Study design and population

A multicenter cross-sectional study was carried out at Bani-Swaif University Hospitals, Zagazig University Hospitals, and Abbassia Chest Hospital Outpatient Clinics from March 2017 to the end of May 2018, and included stable COPD patients. The research was approved by Bani-Swaif and Zagazig University Ethical Committees. The enrolled cases were diagnosed as regarding GOLD criteria, then classified accordingly Stable COPD was diagnosed clinically when the patient symptoms resembled the pre-exacerbation state and there was no need for hospital admission26

Exclusion criteria

The number of patients fulfilling the eligible criteria of the study reached 300; 72 patients were excluded, as shown in Figure 1.

Figure 1 Flow chart of the studied patients.

Pulmonary function tests

Spirometric pulmonary functions were done using the Spirometry system (Master screen 2001, version 4.5, Erich Jaeger GMBH, Germany) in triple readings records, and the highest value was selected.


All enrolled patients were subjected to trans-thoracic echocardiography using Ultrasound system (Vivid I, GE Healthcare, Little Chalfont, UK), with a 2.5 MHz transducer. The simplified Bernoulli equation (4*TRV2) was used to calculate the pressure gradient over the tricuspid valve, and finally summated with right aerial pressure (RAP) to calculate the Pulmonary Artery Systolic Pressure (PASP), which is equal to Right Ventricular Systolic Pressure (RVSP). The patients seemed to have PH if RVSP >30 mmHg. The patients seemed to have PH if PASP >30 mmHg, and were classified into mild (30–50 mmHg), moderate (50–70 mmHg), and severe (>70 mmHg) degrees.27

Biochemical measurement

Including routine CBC; TLC, PLT, HB, and RBC with special consideration to MPV.

Statistical methods

The statistical analysis was done using Minitab for windows (Minitab Inc., 2013, Pennsylvania, USA). Continuous date were presented as mean and SD, and categorical data as number and percent. The normality of data were examined using Shapilo Wilk test. Comparison between two continuous groups was done using independent Student's t-test and more than two groups with one-way ANOVA test. The two categorical groups or more were statistically analyzed using chi-square test. Pearson correlation coefficient test was used to examine the correlation between MPV and PASP in different COPD groups. Logistic regression analysis test with step wise elimination was used to predict the factors associated with PH, also the simple linear regression equation was estimated to predict PASP from MPV. The accuracy of MPV was assessed with receiver operating curve analysis, assuming that the area under the ROC curve of 0.9 for this study was significant with a margin of type I error 0.05 and type II error 0.1, the sample size calculated with a minimum total number of 70 and a minimum number of cases with PH of 35 using SigmaPlot software for windows (SigmaPlot, Systat Software Inc. UK, 2011). All tests were two sided, P<0.05 was considered significant.

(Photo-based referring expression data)
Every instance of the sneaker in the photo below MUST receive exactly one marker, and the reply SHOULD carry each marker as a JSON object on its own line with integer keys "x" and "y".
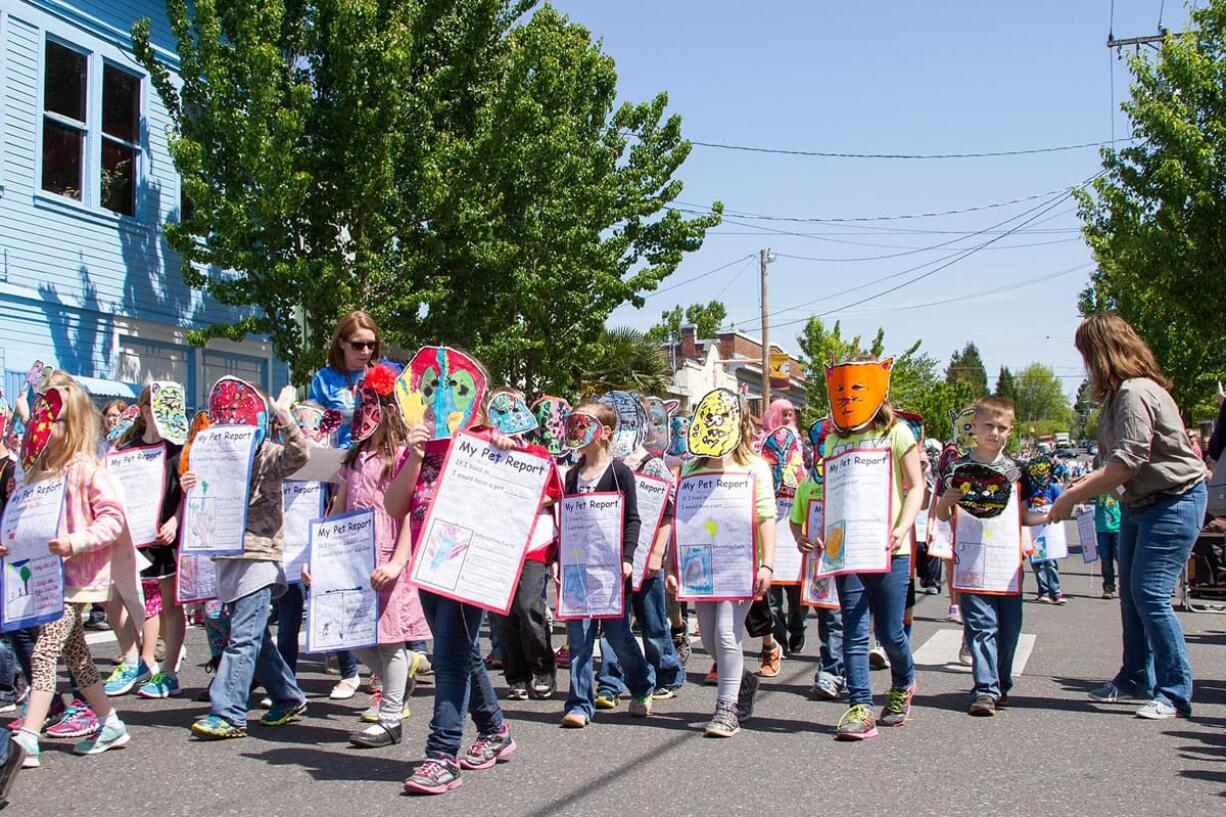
{"x": 434, "y": 775}
{"x": 543, "y": 686}
{"x": 124, "y": 677}
{"x": 215, "y": 728}
{"x": 640, "y": 707}
{"x": 281, "y": 715}
{"x": 771, "y": 659}
{"x": 346, "y": 688}
{"x": 857, "y": 724}
{"x": 106, "y": 739}
{"x": 896, "y": 710}
{"x": 486, "y": 751}
{"x": 749, "y": 683}
{"x": 607, "y": 702}
{"x": 796, "y": 643}
{"x": 28, "y": 744}
{"x": 159, "y": 686}
{"x": 1159, "y": 710}
{"x": 723, "y": 723}
{"x": 574, "y": 720}
{"x": 79, "y": 721}
{"x": 826, "y": 688}
{"x": 983, "y": 705}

What to work on:
[1] Name every hospital or clinic where the COPD methods section says the study was carried out.
[2] Extend the COPD methods section with the text that would come after its final sentence.

Set of answers:
[1] Bani-Swaif University Hospitals, Zagazig University Hospitals, and Abbassia Chest Hospital Outpatient Clinics.

[2]
The demographic and clinical criteria of the studied patients are summarized in Table 1. Depending on FEV1%, the studied patients were classified according to the degree of airway obstruction into moderate (88 patients, 39%), severe (75 patients, 33%), and very severe (65 patients, 28%) groups according to GOLD classification protocol.

Table 1 Characteristics of the studied patients (n=228).

The prevalence of PH in stable COPD patients was high (63%), and the majority of patients with PH were in the mild degree (33%) group, while both moderate and severe PH represented 15% each. There were no significant associations of PH presence with different degrees of COPD (P=0.35) (Figure 2), but, in the very severe COPD groups, a severe degree of PH was significantly presented (P=0.002) (Figure 3).

Figure 2 PH status in different COPD groups.

Figure 3 Severity degree of PH in different COPD groups.

Considering the correlation between COPD stage with PASP and MPV, a significant statistical elevation of both PASP (mmHg) and MPV (fL) was reported in very severe COPD group (P=0.02 and <0.001, respectively) (Table 2), Moreover, the correlation between MPV and PASP was significantly positive, whatever the degree of COPD severity (r=0.79; P<0.001) (Figure 4).

Table 2 PH and MPV in correlation with different COPD groups

Figure 4 Correlation between MPV and PASP.

MPV in COPD patients with PH was significantly higher than those without (9.02±1.14 vs 7.11±0.98, P<0.001). Moreover, a significant statistical rising of MPV with increased severity of PH, P<0.001 (Table 3).

Table 3 MPV in patients with PH

Multivariate regression analysis of predictors of PH demonstrated that; MPV and PLT cell counts were significantly capable in predicting PH. The likelihood probability of PH increased up to 7 times with increasing one unit of MPV (OR=6.7, P<0.001) (Table 4).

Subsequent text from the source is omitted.